-- WRITTEN TASK --
Reproduce every line of the entries below, from the line containing "In the picture above, where can the silver" through the end of the entries, inclusive, shifting each point coordinate in the answers by -85. Leave the pictures out.

━━━ RECORDS FOR THIS EXERCISE ━━━

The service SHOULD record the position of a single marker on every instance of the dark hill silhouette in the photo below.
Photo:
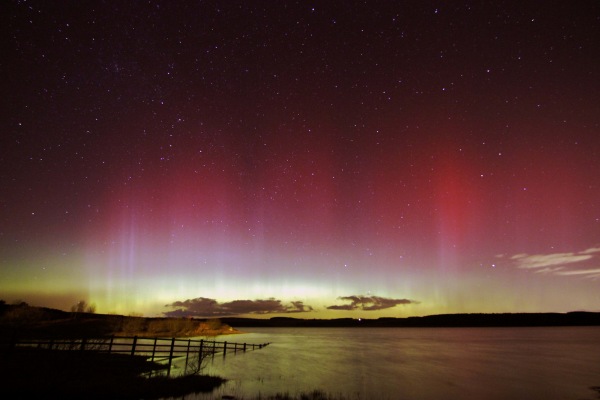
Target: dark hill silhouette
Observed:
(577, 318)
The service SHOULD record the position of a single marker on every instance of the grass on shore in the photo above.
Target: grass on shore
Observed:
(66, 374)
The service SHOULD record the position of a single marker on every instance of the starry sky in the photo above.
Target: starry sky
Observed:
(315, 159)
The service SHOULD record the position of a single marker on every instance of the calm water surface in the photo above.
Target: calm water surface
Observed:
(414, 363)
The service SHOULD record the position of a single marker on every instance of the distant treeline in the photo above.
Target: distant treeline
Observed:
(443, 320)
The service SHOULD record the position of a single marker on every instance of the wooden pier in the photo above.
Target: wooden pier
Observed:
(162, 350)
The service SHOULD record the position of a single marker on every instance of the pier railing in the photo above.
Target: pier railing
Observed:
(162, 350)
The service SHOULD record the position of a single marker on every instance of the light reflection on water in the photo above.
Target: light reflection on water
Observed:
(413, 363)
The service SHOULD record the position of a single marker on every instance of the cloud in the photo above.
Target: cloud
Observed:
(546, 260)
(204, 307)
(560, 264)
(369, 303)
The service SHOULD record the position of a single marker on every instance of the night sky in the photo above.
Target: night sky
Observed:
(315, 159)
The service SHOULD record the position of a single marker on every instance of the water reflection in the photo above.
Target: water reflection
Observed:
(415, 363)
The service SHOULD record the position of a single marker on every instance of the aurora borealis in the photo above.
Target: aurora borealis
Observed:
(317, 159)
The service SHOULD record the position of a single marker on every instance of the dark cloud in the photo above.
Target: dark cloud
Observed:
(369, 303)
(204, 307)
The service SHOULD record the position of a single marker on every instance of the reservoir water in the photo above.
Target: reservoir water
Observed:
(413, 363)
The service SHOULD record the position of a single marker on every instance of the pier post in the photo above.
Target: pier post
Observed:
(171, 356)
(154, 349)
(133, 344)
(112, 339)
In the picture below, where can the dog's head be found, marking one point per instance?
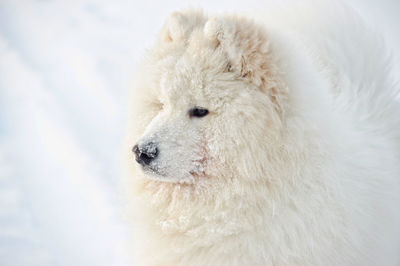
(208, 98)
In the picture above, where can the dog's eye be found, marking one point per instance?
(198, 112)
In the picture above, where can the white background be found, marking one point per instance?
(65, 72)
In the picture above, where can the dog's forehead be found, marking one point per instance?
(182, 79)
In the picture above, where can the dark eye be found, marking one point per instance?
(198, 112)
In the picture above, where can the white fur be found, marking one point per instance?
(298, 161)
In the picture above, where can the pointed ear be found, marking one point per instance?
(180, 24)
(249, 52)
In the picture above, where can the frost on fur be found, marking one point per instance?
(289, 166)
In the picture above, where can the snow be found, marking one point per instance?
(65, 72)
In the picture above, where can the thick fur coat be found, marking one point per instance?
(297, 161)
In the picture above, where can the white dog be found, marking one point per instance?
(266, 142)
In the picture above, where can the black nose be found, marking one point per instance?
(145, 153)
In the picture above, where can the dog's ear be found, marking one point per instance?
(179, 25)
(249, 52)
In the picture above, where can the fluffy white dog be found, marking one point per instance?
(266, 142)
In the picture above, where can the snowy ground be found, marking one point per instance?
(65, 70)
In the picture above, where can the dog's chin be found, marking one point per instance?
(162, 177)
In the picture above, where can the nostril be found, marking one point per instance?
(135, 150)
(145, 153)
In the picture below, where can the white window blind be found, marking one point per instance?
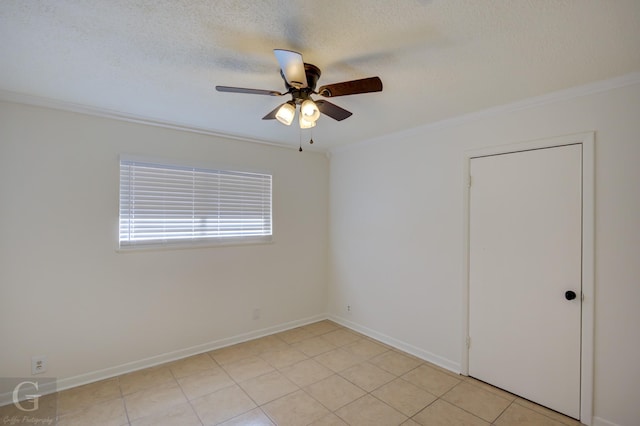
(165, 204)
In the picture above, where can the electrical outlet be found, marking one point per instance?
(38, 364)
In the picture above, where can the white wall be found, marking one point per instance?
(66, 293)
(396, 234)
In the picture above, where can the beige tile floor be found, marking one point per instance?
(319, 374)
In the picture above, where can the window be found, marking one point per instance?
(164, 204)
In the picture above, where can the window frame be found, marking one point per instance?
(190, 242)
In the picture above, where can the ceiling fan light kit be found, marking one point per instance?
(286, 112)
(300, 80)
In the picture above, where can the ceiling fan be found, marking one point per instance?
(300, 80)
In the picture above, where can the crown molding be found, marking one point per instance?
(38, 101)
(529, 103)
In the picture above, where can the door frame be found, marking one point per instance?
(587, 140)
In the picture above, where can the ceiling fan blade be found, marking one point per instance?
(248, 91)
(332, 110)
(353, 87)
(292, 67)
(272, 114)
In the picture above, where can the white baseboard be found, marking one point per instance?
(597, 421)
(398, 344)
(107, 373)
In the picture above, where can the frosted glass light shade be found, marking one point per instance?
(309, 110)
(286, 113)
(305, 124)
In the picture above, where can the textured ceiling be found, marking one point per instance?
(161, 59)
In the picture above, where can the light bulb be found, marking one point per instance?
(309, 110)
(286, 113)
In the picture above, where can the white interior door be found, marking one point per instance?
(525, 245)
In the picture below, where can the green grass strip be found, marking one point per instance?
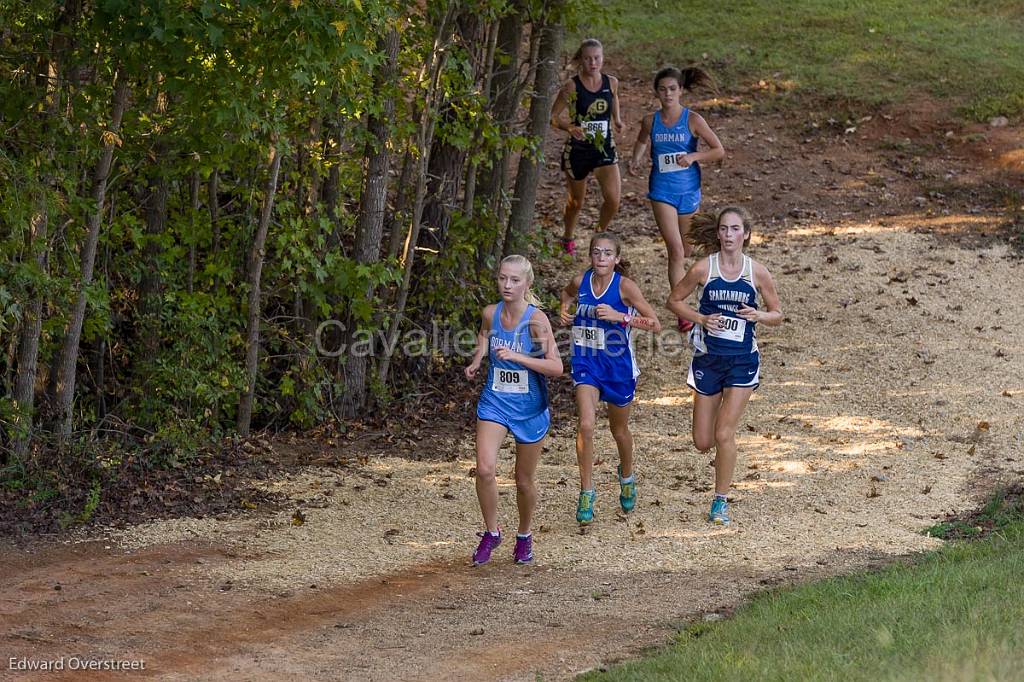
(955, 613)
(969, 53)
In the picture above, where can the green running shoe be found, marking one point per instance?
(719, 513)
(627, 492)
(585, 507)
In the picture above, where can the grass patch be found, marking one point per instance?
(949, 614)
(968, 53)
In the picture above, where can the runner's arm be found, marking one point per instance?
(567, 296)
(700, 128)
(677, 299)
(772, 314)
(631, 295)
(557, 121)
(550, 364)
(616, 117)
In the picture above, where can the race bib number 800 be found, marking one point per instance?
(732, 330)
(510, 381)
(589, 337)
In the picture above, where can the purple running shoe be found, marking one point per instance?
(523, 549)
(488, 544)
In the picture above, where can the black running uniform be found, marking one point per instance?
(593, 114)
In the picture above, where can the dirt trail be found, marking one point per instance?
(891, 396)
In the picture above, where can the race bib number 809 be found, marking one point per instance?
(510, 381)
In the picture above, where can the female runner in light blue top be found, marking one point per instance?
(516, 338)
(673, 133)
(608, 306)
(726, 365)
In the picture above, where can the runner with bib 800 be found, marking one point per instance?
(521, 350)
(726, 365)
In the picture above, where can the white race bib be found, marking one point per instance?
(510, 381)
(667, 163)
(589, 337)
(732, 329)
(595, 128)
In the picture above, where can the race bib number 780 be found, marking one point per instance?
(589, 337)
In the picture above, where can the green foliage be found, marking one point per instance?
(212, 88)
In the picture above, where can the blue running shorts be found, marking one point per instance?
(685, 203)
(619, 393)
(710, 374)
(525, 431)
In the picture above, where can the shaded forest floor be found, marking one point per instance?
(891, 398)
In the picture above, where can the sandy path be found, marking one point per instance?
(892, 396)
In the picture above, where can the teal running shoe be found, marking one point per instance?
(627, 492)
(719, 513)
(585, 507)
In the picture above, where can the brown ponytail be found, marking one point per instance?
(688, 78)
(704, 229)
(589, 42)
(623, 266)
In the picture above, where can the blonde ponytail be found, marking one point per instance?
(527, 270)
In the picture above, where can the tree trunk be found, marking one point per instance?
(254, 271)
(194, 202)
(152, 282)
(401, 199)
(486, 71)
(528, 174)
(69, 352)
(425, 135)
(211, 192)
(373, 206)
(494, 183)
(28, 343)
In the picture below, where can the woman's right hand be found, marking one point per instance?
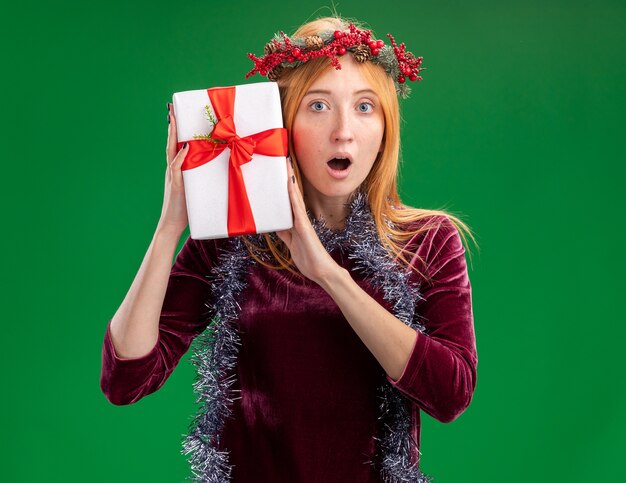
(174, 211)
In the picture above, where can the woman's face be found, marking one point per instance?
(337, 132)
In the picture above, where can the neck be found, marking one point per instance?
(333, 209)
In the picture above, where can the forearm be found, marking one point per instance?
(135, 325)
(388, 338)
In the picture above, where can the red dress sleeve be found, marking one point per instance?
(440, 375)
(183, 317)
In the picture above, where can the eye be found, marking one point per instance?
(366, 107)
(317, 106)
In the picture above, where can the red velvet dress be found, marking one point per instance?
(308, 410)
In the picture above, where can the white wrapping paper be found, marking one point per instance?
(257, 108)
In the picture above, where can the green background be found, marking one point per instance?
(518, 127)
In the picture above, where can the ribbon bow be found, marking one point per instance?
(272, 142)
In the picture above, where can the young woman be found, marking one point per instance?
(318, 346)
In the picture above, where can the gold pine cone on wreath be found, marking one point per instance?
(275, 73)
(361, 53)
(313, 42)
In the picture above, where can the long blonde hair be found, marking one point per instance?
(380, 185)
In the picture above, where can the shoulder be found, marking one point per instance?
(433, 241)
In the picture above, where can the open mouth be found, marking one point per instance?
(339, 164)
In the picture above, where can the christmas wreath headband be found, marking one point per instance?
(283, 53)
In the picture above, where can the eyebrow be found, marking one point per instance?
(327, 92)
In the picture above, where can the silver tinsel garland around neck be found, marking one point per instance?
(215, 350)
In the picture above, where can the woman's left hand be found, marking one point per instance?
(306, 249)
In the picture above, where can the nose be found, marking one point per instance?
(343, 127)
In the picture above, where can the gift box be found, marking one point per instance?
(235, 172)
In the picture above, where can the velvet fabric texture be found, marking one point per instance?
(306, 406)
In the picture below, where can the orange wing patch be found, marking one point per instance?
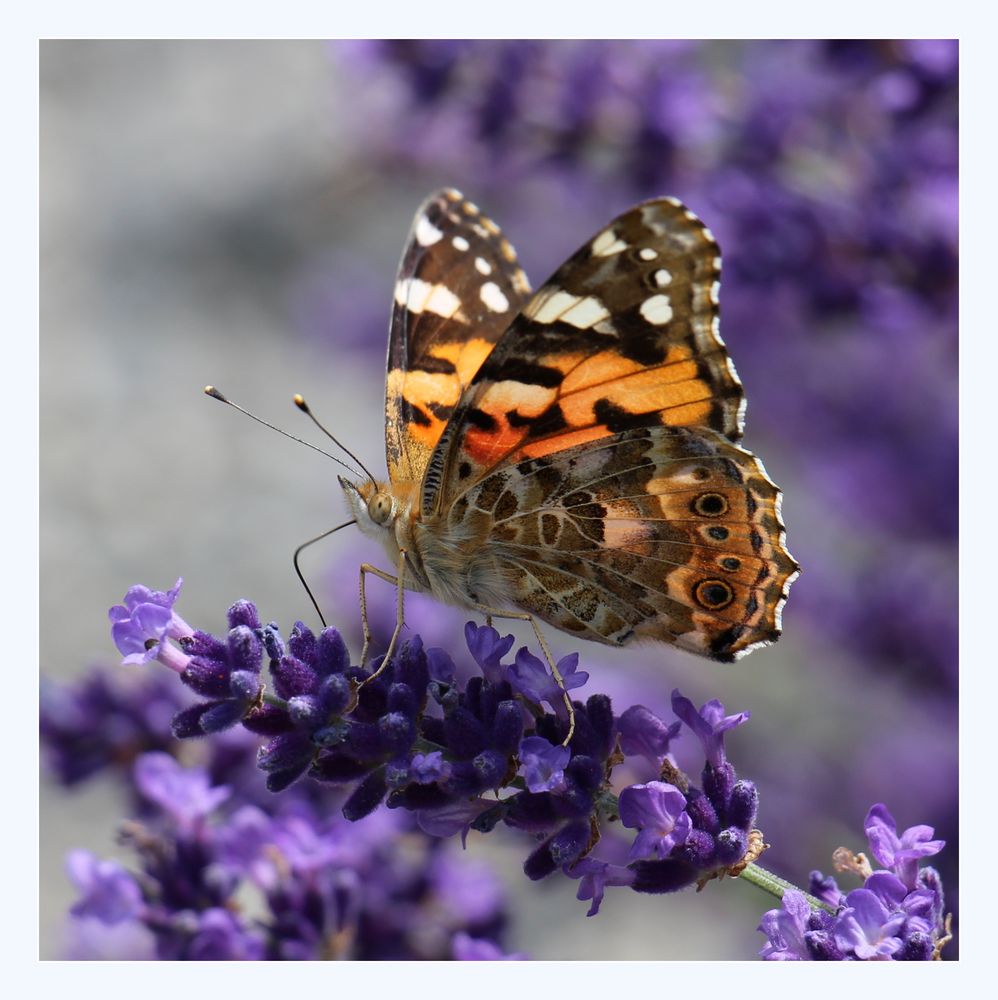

━━━

-- EXPECTED OUTPUT --
In the picture above, where can the silver tinsel garland around neck be found, marking one point per instance?
(130, 265)
In the picture above, where can the woman's left hand be found, marking one point per instance?
(221, 164)
In the picture above, where can the nose be found, marking one point per instance?
(258, 42)
In the picture above, where can the gift box be found, marking one point per instance?
(150, 87)
In the picture above, where can the velvet fabric texture be found, marking one point per instance?
(221, 321)
In the picture below, where can the orange wing patch be found, marking one point per instance?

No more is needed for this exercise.